**Given instruction**
Output the lines of the listing below as a JSON list of strings, one string per line and with blank lines left out. Begin at the line that contains "Shelf-audit tagging: put a marker on the fingernail, one" and stop at the end of the listing.

★ ★ ★ ★

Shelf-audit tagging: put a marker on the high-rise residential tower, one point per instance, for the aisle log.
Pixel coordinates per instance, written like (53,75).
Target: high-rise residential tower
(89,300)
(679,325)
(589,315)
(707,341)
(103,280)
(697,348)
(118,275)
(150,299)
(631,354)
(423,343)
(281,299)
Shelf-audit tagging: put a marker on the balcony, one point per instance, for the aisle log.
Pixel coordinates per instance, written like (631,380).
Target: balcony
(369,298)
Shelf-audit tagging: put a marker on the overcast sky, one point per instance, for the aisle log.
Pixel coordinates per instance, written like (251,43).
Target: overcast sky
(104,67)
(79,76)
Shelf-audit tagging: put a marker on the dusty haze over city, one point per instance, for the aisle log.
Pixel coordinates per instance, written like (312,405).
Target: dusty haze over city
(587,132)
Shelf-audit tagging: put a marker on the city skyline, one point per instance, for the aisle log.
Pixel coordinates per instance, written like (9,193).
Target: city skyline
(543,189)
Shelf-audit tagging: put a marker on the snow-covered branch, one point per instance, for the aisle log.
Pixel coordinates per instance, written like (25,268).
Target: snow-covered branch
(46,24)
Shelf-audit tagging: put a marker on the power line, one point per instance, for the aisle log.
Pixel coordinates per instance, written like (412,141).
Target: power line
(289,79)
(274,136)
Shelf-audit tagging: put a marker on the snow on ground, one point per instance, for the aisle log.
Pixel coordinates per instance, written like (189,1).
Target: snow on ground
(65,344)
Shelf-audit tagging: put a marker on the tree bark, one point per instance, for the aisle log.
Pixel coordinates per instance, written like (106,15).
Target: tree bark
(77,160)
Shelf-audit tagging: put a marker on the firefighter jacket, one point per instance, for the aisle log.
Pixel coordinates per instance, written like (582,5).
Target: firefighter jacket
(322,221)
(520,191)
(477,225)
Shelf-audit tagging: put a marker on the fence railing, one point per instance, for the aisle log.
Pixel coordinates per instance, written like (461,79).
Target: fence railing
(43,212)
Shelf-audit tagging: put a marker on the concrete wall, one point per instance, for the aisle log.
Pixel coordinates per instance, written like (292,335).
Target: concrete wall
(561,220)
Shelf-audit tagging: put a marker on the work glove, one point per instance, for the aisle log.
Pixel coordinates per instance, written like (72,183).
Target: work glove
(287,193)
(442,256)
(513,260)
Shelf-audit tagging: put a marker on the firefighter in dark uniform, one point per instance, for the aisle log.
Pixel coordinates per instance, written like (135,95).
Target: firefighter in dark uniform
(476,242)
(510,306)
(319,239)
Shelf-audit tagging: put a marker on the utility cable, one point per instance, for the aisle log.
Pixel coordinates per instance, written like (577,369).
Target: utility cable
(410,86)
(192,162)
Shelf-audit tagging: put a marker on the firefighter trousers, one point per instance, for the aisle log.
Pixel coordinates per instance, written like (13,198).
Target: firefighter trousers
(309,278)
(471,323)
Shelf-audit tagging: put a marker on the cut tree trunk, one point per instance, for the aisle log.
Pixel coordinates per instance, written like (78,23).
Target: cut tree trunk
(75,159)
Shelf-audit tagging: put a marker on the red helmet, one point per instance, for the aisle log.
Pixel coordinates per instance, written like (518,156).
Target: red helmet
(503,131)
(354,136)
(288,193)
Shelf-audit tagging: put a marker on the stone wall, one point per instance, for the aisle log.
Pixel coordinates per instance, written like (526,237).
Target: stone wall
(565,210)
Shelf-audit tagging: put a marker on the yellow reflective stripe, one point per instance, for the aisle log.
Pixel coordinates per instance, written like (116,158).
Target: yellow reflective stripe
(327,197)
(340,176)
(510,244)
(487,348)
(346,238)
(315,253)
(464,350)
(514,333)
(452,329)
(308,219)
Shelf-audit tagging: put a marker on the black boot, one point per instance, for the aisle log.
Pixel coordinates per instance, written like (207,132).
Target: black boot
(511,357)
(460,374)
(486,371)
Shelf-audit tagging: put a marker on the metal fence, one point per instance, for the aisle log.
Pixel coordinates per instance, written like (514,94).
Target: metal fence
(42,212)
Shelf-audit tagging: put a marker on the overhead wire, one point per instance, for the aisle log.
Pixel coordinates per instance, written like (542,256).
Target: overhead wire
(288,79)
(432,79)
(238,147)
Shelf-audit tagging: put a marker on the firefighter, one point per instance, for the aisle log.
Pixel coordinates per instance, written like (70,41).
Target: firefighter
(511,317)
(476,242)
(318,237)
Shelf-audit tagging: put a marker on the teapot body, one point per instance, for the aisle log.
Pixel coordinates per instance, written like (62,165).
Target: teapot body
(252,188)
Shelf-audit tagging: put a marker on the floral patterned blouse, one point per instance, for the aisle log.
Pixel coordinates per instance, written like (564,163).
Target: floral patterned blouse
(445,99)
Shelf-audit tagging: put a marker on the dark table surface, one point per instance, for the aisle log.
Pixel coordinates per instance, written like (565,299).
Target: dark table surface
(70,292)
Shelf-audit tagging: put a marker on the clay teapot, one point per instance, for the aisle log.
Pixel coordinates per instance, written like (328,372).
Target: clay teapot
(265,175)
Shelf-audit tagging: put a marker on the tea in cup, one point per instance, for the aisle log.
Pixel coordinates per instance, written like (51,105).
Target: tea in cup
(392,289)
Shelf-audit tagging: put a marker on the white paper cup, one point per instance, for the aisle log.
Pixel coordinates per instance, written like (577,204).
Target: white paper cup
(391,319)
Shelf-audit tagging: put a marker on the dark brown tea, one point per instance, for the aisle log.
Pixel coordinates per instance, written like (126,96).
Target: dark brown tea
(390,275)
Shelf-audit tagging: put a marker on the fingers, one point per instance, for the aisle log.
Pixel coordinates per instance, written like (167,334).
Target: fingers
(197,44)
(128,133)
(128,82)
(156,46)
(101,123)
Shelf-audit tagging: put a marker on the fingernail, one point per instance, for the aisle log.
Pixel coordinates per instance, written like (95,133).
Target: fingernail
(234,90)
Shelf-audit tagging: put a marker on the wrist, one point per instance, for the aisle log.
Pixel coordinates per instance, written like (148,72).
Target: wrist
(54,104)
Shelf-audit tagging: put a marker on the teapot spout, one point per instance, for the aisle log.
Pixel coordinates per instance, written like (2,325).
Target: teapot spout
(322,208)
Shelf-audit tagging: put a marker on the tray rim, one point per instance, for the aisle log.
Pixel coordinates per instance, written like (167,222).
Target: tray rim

★ ★ ★ ★

**Written answer**
[
  "Shelf-audit tagging: put a marker on the fingernail, one point per instance, for the aisle log.",
  "Pixel coordinates per instance, written like (95,133).",
  "Target: fingernail",
  "(234,90)",
  "Shelf-audit tagging: put a marker on the wrist, one point per instance, for the aisle log.",
  "Pixel coordinates per instance, written like (148,72).",
  "Target: wrist",
  "(54,104)",
  "Shelf-audit tagging: put a marker on the teapot spout, one point per instance, for the aisle log.",
  "Pixel coordinates per instance, written like (2,325).",
  "Target: teapot spout",
  "(322,208)",
  "Shelf-audit tagging: put a marker on the tray rim, one point per instance, for the aisle log.",
  "Pixel coordinates per instance, written like (167,222).",
  "Target: tray rim"
]